• Prompt 1
From the cochlear implant news report, list the areas in which deaf children improved after getting a second implant.
• Prompt 2
Write out the stretch of the cochlear implant news report from "And the degree" through "Center in Dallas.", copying it word for word.

• Text under study
--- --- ---
By Genevra Pittman
NEW YORK (Reuters Health) - Deaf children who already had one cochlear implant had improvements in speech, hearing and related quality of life measures after a second was implanted in the other ear, researchers from the Netherlands reported this week.
And the degree of improvement didn't depend on how old kids were when they got their second implant, according to the study, published in the Archives of Otolaryngology--Head & Neck Surgery.
An improved quality of life after a second implant "is not surprising," said Betty Loy, who studies deafness and cochlear implants at the University of Texas Southwestern Medical Center in Dallas.
"I definitely would expect that to improve over time as the brain adjusts to that second implant. You're going to get better and better and better at doing all the things that bilateral hearing allows you to do," added Loy, who was not involved in the new study.
Cochlear implants transmit sound directly to the auditory nerve. Getting an implant requires surgery on the ear, and costs of the procedure and follow-up care can exceed $50,000. There's also the possibility of complications from infection or damage to the device -- but those are relatively rare.
Because of the costs and risks, Loy said that doctors were initially hesitant to give young kids cochlear implants in both ears. But over time, she added, that trend has changed in the United States, and studies have shown that deaf children with two implants do better on hearing tests than those with a single implant.
--- --- ---
• Material provided
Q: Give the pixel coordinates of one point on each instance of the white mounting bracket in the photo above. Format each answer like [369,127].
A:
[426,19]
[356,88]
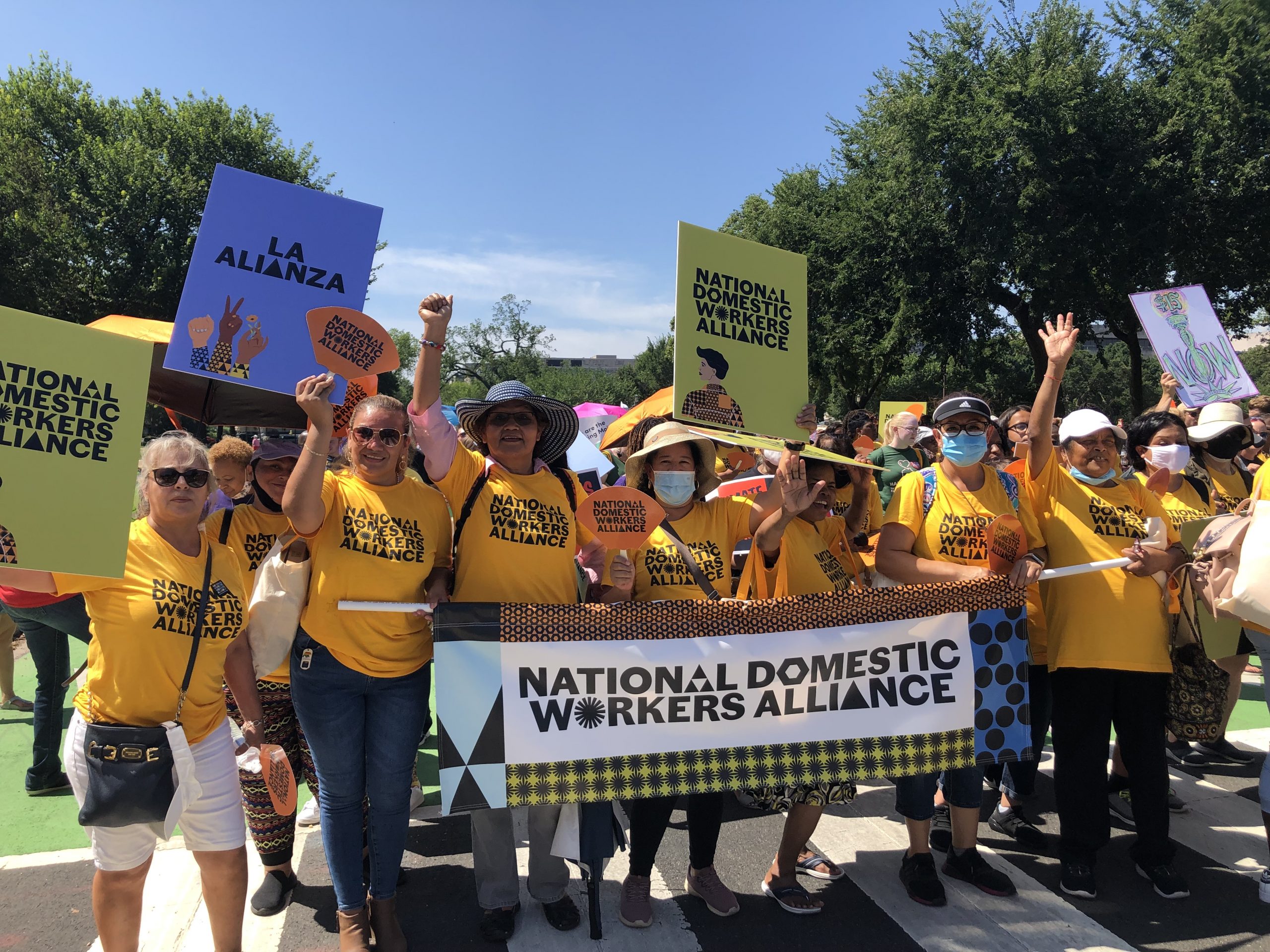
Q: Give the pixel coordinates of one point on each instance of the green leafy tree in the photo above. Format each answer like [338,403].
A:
[101,198]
--- --- ---
• Task solution 1
- Speech
- Hearing
- Related quality of life measures

• Task solution 2
And the degree of improvement didn't depend on how old kids were when they got their second implant, according to the study, published in the Archives of Otolaryngology--Head & Neck Surgery.
An improved quality of life after a second implant "is not surprising," said Betty Loy, who studies deafness and cochlear implants at the University of Texas Southwestern Medical Center in Dallas.